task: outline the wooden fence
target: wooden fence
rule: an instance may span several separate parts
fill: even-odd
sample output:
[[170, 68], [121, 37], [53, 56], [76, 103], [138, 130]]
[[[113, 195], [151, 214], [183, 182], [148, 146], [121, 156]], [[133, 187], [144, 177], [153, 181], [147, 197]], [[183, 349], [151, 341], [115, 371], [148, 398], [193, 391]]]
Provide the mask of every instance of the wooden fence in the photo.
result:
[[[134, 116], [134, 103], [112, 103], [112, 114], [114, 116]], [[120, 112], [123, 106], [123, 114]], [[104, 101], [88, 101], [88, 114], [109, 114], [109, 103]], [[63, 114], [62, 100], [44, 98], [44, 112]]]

PROMPT = Update the records by changing every occurrence of "wooden fence" to "iron railing" and leaving all other text as it is.

ANSWER =
task: outline the iron railing
target: iron railing
rule: an instance may span several separate parts
fill: even-odd
sample output:
[[170, 68], [121, 37], [53, 56], [76, 103], [138, 130]]
[[[113, 195], [151, 214], [183, 182], [148, 146], [121, 156]], [[133, 187], [144, 177], [153, 181], [147, 197]], [[183, 349], [151, 341], [115, 371], [148, 398], [193, 391]]]
Provide the mask of every instance of the iron railing in the photo.
result:
[[[134, 116], [134, 103], [112, 103], [112, 114], [114, 116]], [[120, 112], [123, 106], [123, 114]], [[104, 101], [88, 101], [88, 114], [109, 114], [109, 103]], [[63, 114], [62, 100], [44, 98], [44, 112]]]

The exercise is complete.